● **Record excerpts**

◆ ◆ ◆ ◆

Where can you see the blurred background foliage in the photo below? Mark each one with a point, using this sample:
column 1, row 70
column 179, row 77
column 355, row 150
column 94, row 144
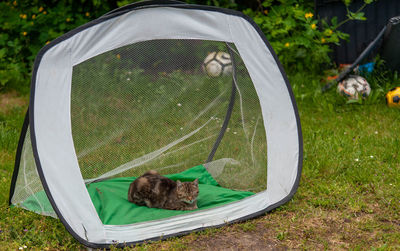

◆ ◆ ◆ ◆

● **Try it**
Search the listing above for the string "column" and return each line it appears on.

● **Response below**
column 1, row 70
column 179, row 77
column 355, row 150
column 94, row 144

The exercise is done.